● **Data to process**
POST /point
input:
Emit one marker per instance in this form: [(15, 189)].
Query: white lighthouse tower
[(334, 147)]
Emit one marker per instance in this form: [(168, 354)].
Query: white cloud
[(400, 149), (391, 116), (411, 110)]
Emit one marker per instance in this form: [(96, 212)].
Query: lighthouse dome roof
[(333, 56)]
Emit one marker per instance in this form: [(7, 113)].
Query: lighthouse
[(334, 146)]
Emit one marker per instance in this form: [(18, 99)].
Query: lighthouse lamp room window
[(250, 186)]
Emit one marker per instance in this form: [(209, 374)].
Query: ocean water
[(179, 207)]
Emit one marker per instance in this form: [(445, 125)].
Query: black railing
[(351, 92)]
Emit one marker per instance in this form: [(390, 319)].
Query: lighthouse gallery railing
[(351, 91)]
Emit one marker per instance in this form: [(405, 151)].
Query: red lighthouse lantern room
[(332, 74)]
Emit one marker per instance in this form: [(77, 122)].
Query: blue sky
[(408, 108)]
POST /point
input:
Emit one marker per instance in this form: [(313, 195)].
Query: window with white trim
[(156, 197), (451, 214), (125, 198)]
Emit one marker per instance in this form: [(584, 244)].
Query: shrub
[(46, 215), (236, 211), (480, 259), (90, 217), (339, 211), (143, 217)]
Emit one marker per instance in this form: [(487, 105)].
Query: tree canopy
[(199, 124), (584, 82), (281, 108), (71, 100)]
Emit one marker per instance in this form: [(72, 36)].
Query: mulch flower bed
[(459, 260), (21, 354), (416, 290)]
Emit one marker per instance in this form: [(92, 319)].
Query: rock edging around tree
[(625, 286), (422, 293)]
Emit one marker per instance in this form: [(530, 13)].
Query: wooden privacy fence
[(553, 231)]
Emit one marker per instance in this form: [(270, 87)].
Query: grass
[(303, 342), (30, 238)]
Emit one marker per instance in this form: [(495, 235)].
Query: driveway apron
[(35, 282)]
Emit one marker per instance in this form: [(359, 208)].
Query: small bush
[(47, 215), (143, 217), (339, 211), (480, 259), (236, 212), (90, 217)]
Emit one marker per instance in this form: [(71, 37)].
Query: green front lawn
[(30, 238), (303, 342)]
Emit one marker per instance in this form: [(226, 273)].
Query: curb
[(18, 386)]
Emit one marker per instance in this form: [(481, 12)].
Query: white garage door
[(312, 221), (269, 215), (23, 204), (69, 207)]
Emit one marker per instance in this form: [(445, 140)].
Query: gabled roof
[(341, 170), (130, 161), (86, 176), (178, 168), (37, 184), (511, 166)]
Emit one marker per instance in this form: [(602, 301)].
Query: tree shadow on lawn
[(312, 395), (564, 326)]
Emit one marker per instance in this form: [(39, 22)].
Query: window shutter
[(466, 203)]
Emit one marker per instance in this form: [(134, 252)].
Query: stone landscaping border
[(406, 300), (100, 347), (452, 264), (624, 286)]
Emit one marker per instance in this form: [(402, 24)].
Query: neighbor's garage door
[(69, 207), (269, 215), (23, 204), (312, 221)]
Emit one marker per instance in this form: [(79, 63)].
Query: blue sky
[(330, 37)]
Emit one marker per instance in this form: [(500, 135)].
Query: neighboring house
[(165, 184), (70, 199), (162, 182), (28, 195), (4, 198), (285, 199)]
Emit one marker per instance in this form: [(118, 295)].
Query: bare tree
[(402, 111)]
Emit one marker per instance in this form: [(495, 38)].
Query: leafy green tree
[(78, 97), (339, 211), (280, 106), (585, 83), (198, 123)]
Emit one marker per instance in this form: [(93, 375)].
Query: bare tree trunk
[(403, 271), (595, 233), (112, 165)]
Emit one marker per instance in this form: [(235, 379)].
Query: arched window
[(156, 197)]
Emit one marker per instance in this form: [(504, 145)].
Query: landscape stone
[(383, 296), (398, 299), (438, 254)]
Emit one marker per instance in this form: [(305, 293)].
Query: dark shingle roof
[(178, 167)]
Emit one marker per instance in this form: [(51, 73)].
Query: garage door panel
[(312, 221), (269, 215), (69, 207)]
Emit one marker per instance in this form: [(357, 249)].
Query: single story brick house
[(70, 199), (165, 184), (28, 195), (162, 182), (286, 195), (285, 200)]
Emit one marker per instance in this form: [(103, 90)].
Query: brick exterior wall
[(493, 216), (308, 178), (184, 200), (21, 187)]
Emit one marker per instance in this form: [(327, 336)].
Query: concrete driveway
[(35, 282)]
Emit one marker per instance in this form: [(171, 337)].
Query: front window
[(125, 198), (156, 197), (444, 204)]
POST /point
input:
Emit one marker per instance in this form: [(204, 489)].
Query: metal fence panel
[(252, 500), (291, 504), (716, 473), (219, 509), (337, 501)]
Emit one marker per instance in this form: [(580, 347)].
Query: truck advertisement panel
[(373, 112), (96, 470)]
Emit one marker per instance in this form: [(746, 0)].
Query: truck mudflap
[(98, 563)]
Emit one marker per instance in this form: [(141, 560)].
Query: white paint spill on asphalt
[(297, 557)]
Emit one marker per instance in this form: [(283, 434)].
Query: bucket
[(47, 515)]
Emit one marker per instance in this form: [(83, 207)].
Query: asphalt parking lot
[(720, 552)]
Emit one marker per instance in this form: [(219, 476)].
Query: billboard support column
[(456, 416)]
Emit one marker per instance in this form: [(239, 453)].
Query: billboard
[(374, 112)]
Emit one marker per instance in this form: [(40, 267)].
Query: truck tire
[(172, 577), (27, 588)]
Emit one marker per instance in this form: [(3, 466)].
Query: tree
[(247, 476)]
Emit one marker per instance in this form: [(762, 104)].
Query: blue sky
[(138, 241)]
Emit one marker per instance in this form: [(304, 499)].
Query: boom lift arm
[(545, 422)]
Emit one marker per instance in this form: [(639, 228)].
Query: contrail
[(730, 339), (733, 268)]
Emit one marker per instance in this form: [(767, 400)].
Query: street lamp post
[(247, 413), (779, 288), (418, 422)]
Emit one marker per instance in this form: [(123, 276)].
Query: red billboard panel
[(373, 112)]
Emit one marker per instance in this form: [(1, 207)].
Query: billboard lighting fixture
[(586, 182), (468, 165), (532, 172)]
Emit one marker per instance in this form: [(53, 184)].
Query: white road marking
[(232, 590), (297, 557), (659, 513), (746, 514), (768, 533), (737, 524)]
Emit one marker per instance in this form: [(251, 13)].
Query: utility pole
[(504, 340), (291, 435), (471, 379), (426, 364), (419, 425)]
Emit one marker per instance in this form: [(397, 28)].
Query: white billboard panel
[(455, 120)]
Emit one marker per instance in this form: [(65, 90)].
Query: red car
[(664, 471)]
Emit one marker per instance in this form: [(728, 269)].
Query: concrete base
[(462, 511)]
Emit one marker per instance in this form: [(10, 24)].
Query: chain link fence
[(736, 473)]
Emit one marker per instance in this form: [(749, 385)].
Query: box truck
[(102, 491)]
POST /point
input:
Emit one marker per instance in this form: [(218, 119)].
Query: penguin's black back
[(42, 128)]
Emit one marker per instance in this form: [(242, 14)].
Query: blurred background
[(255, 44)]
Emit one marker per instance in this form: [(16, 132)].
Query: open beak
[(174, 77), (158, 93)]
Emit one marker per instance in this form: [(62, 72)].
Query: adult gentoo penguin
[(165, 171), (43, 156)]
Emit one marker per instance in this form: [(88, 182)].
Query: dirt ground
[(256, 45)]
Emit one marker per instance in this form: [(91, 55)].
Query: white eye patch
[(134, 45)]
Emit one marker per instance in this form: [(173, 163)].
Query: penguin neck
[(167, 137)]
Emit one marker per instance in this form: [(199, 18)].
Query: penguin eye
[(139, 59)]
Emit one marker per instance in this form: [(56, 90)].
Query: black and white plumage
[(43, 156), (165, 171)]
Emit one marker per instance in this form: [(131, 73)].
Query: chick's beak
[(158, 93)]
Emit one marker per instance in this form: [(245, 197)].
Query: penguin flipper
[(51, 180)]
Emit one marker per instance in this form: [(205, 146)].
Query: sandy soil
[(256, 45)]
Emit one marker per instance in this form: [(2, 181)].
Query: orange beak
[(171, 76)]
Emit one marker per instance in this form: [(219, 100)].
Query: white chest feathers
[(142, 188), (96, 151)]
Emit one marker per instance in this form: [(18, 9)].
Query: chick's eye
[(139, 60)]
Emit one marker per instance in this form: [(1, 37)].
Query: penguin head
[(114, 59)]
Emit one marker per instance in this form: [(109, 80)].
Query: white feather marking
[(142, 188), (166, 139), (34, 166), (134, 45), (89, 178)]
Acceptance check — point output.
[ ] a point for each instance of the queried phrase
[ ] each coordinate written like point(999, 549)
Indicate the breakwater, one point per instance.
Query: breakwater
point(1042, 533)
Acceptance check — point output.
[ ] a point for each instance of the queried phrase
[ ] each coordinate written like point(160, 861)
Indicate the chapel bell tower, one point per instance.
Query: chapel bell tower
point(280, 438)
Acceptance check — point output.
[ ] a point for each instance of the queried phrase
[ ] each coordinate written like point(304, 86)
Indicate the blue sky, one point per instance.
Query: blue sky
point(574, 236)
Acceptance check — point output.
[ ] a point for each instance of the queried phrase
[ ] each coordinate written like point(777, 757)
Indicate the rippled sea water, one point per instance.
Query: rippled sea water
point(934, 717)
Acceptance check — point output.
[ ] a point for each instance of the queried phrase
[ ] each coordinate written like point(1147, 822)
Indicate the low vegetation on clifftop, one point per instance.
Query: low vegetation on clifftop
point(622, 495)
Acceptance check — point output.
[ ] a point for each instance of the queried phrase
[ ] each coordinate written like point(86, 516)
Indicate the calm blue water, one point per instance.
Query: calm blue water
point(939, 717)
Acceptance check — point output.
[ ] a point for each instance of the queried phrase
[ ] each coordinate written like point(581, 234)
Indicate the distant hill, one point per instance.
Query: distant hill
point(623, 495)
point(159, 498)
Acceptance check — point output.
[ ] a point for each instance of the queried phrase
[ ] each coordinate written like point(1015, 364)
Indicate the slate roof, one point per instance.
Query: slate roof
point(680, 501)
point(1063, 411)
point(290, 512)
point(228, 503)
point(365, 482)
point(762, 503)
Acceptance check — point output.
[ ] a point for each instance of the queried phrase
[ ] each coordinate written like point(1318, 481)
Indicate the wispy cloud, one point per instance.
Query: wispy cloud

● **Given task**
Print every line of the material from the one containing "Emit one marker per instance in this form: [(83, 207)]." down to the one containing "[(138, 241)]", including both of those lines, and reproduce each one without any change.

● **Full solution**
Emit one marker per instance in this form: [(83, 207)].
Query: asphalt parking lot
[(720, 552)]
Emit one marker per instance in this form: [(219, 476)].
Query: billboard support column
[(456, 416)]
Emit one marker per instance in this form: [(239, 453)].
Query: billboard
[(374, 112)]
Emit one marker per instance in this form: [(40, 267)].
Query: truck tire
[(172, 577), (27, 588)]
Emit one marker per instance in this form: [(3, 466)].
Query: tree
[(247, 476)]
Emit one marker per instance in this form: [(762, 104)].
Query: blue sky
[(138, 241)]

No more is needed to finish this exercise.